GIVEN INSTRUCTION: Reproduce the records below, changing every "scrub" to "uniform" and leaving everything else as it is.

[begin DATA FOR THE TASK]

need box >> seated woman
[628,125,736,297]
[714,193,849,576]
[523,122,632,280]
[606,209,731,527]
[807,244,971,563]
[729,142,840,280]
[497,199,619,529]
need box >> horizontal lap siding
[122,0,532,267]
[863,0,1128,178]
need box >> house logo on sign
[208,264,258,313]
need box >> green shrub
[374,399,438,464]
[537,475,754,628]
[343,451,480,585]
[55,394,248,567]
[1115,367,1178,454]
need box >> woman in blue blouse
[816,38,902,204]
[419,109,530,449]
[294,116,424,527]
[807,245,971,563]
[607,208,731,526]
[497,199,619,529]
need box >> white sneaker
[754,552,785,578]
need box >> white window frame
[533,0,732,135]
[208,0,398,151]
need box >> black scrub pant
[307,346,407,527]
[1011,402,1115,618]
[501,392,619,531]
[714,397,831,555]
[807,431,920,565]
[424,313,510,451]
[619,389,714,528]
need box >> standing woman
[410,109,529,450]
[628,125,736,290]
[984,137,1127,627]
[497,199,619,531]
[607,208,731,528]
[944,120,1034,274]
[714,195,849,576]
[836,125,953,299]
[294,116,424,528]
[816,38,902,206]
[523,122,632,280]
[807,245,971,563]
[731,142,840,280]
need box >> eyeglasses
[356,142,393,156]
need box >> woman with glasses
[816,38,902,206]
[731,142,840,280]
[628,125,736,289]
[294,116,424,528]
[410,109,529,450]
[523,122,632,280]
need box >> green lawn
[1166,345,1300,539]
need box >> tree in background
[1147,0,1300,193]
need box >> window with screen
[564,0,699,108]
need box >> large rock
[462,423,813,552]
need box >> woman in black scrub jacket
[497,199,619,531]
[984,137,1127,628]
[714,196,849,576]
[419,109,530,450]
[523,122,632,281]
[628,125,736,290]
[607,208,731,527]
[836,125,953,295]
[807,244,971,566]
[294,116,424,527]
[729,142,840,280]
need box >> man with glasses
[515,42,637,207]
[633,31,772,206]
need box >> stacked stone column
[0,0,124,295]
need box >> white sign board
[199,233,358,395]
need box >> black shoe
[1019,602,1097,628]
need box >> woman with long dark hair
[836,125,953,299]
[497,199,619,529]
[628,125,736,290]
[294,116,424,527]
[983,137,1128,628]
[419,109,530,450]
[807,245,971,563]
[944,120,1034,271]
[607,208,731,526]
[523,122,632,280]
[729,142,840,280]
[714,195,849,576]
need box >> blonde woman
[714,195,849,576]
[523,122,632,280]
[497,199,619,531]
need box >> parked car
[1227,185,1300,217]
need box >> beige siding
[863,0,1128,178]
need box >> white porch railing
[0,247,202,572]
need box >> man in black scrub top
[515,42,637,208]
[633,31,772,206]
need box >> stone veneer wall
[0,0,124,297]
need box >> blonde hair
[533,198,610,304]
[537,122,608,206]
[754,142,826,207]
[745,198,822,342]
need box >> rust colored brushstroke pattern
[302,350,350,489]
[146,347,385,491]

[end DATA FOR THE TASK]

EXPECTED ANSWER:
need box >> seated woman
[628,125,736,297]
[714,193,849,576]
[523,122,632,280]
[606,209,731,527]
[807,244,971,563]
[729,142,840,280]
[497,199,619,529]
need box >> horizontal lap siding
[122,0,532,267]
[863,0,1128,178]
need box >> house logo on sign
[208,264,258,313]
need box >> green shrub
[374,399,438,464]
[537,475,754,628]
[343,451,480,585]
[55,394,248,567]
[1115,367,1178,454]
need box >> woman in blue blouse
[816,38,902,204]
[419,109,530,449]
[294,116,424,527]
[807,245,971,563]
[607,208,731,526]
[497,199,619,529]
need box >> white sneaker
[754,552,785,578]
need box >> white window frame
[533,0,732,135]
[208,0,398,151]
need box >> black uniform pant
[307,346,407,527]
[1011,402,1115,618]
[501,392,619,531]
[714,397,831,555]
[807,431,920,565]
[424,313,510,451]
[619,389,714,528]
need box >> standing woman
[410,109,529,450]
[628,125,736,290]
[984,137,1127,627]
[497,199,619,531]
[607,208,731,528]
[944,120,1034,274]
[714,195,849,576]
[836,125,953,299]
[294,116,424,528]
[816,38,902,206]
[523,122,632,280]
[807,245,971,563]
[731,142,840,280]
need box >> eyeglasses
[356,142,393,156]
need box >> woman with glasses
[816,38,902,206]
[731,142,840,280]
[628,125,736,289]
[294,116,424,528]
[410,109,529,450]
[523,122,632,280]
need box >> green lawn
[1166,345,1300,539]
need box >> tree in background
[1147,0,1300,193]
need box >> window with screen
[564,0,699,108]
need box >> large rock
[462,423,813,552]
need box >> woman in black uniform jacket
[497,199,619,531]
[984,137,1127,628]
[714,196,849,576]
[419,109,530,450]
[523,122,632,281]
[628,125,736,290]
[607,208,731,527]
[836,125,953,295]
[807,244,971,566]
[294,116,424,527]
[729,142,840,280]
need box >> man with glasses
[515,42,637,207]
[633,31,772,206]
need box >> stacked stone column
[0,0,124,295]
need box >> white sign board
[199,233,358,395]
need box >> black shoe
[1019,602,1097,628]
need box >> woman with long dark hair
[836,125,953,299]
[497,199,619,529]
[628,125,736,290]
[294,116,424,527]
[983,137,1128,628]
[419,109,530,450]
[807,245,971,563]
[944,120,1034,271]
[607,208,731,526]
[523,122,632,280]
[729,142,840,280]
[714,195,849,576]
need box >> blonde woman
[714,195,849,576]
[523,122,632,280]
[497,199,619,531]
need box >> parked car
[1227,185,1300,217]
need box >> beige siding
[863,0,1128,178]
need box >> white porch railing
[0,247,202,572]
need box >> man in black uniform top
[515,42,637,208]
[633,31,772,206]
need box >> stone veneer wall
[0,0,124,297]
need box >> blonde hair
[533,198,610,304]
[537,122,608,206]
[754,142,826,207]
[745,198,822,342]
need box >> rust colored brushstroke pattern
[302,350,350,489]
[146,347,385,491]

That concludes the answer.